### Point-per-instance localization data
+ + + +

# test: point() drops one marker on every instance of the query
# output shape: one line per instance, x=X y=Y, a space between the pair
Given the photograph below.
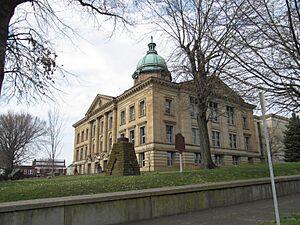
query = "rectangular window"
x=142 y=159
x=218 y=160
x=215 y=138
x=101 y=127
x=168 y=106
x=123 y=117
x=231 y=115
x=245 y=122
x=77 y=155
x=78 y=138
x=195 y=136
x=82 y=136
x=110 y=143
x=232 y=140
x=131 y=136
x=247 y=143
x=101 y=146
x=213 y=111
x=170 y=158
x=81 y=153
x=94 y=130
x=194 y=107
x=142 y=135
x=131 y=113
x=142 y=108
x=197 y=158
x=110 y=121
x=169 y=134
x=236 y=160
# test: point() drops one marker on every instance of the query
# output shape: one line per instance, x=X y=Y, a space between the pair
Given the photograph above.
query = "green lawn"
x=289 y=220
x=77 y=185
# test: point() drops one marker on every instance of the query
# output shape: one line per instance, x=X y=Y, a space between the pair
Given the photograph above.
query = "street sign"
x=179 y=143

+ + + +

### Exercise prompt
All entries should be restated word for word; no images belong in the copy.

### Expected answer
# test: point() drops one marker on every instance of the query
# output shape: one line per instance, x=X y=Y, a space between the pair
Given the photograph below.
query = "rectangular window"
x=142 y=159
x=218 y=160
x=215 y=138
x=101 y=127
x=168 y=106
x=123 y=117
x=231 y=115
x=245 y=122
x=77 y=155
x=78 y=138
x=195 y=136
x=82 y=136
x=110 y=143
x=232 y=140
x=131 y=136
x=247 y=143
x=101 y=146
x=213 y=111
x=170 y=158
x=81 y=153
x=94 y=130
x=194 y=107
x=142 y=135
x=131 y=113
x=142 y=108
x=197 y=158
x=110 y=121
x=169 y=134
x=236 y=160
# test: point() drops one marker on every instance of the query
# output shape: one line per instance, x=X y=Y, a space between the pair
Given the photograph above.
query = "green lawn"
x=289 y=220
x=77 y=185
# test: point() drops one marker on every instance of the query
# output shape: one line per instance, x=X y=Y, a space between the pair
Given the photograph above.
query = "street sign"
x=179 y=143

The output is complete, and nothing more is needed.